Photo-based referring expression data

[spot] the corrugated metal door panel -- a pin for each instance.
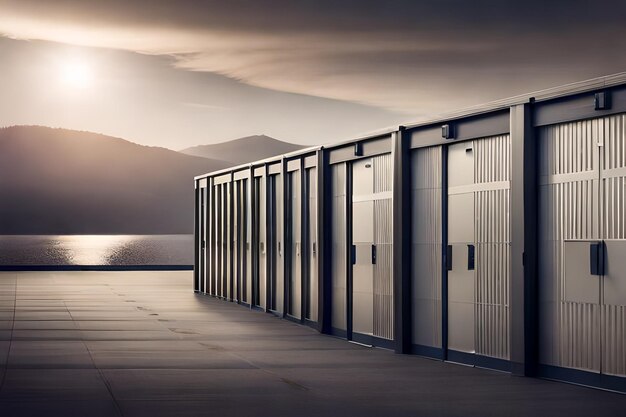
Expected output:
(569, 173)
(492, 164)
(613, 315)
(338, 258)
(280, 224)
(479, 209)
(263, 250)
(235, 253)
(383, 283)
(426, 246)
(363, 222)
(295, 278)
(383, 242)
(312, 244)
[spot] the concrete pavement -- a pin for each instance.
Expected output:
(142, 344)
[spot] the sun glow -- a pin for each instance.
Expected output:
(76, 74)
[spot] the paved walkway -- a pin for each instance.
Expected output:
(142, 344)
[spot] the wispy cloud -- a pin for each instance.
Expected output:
(399, 55)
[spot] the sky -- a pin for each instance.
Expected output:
(183, 73)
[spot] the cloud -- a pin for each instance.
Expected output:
(400, 55)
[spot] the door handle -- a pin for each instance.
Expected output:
(470, 257)
(596, 258)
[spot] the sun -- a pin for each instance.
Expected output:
(76, 74)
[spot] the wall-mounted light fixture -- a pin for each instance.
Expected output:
(602, 100)
(447, 131)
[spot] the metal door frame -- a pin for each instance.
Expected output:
(447, 354)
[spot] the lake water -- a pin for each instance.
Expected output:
(96, 250)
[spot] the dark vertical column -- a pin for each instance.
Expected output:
(401, 268)
(444, 252)
(324, 243)
(304, 233)
(349, 252)
(254, 240)
(230, 235)
(523, 288)
(269, 242)
(212, 229)
(196, 237)
(285, 237)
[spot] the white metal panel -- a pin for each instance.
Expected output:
(312, 243)
(262, 241)
(295, 262)
(338, 260)
(478, 215)
(569, 173)
(426, 246)
(613, 174)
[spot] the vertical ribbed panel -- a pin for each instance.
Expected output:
(570, 331)
(235, 239)
(492, 273)
(426, 246)
(338, 257)
(295, 282)
(614, 149)
(383, 283)
(614, 208)
(613, 162)
(383, 240)
(263, 241)
(383, 173)
(313, 244)
(280, 244)
(492, 163)
(614, 340)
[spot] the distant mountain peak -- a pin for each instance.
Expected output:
(244, 150)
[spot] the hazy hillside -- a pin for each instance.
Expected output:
(56, 181)
(240, 151)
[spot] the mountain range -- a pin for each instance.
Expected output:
(58, 181)
(243, 150)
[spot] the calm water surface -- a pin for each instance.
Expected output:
(97, 250)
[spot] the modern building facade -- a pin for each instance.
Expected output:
(494, 237)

# [To do]
For the word "panel", state how many lines of the entries contain it, with nothing else.

# [Answer box]
3